┌─ Records for the exercise
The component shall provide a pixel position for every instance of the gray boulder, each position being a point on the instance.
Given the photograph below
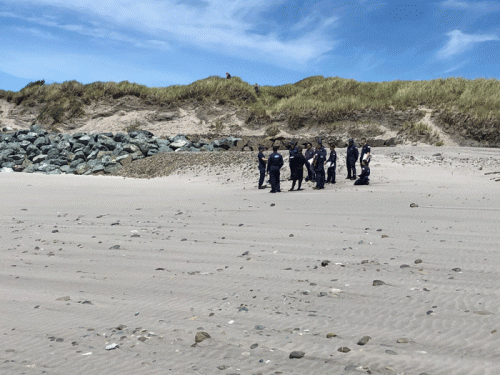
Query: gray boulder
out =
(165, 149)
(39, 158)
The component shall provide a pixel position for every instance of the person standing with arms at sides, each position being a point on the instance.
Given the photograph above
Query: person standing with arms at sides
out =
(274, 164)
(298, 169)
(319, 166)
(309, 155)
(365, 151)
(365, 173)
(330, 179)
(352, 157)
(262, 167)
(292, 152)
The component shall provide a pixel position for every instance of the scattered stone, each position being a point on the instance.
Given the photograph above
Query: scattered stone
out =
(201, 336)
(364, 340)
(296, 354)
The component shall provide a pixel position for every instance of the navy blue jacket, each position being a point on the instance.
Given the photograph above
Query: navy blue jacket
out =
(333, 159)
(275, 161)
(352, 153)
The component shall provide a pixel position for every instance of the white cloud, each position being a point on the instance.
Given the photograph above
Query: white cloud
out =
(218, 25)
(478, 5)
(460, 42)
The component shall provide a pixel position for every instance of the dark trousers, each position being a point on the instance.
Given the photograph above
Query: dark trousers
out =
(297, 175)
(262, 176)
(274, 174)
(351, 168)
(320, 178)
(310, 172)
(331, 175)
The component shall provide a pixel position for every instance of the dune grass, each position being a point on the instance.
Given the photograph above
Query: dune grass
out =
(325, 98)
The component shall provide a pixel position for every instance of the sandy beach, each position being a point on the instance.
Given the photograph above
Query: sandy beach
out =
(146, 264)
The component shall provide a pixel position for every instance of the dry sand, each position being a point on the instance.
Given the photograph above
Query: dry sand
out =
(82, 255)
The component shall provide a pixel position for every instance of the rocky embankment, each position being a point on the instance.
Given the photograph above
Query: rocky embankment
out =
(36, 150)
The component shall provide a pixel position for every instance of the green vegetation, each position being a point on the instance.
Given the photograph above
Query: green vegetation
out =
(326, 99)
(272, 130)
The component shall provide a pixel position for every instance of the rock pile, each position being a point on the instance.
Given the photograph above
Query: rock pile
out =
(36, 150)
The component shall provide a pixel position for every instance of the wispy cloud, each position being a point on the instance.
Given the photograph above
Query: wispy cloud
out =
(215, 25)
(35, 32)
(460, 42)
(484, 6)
└─
┌─ Records for the exercise
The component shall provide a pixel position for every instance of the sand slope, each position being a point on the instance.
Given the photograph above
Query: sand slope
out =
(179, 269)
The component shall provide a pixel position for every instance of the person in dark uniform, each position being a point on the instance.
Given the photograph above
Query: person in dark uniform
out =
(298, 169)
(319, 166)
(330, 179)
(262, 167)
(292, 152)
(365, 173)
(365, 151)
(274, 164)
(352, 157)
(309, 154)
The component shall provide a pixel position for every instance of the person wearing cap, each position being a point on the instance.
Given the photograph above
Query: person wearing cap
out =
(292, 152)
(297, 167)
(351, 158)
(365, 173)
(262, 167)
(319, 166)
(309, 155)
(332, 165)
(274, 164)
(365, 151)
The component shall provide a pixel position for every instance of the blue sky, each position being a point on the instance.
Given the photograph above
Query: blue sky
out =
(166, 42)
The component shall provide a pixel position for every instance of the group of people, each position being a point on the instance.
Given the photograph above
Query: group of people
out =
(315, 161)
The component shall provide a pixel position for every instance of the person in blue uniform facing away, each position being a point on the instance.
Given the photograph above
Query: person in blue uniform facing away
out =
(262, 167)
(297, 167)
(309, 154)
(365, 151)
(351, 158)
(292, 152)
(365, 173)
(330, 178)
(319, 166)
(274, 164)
└─
*Work to complete:* Pull out every line of the material above that contains the word "wearing".

*Result of this task:*
The component shall provide a pixel position for every instance of the person wearing cap, each position being a point on the instance.
Query: person wearing cap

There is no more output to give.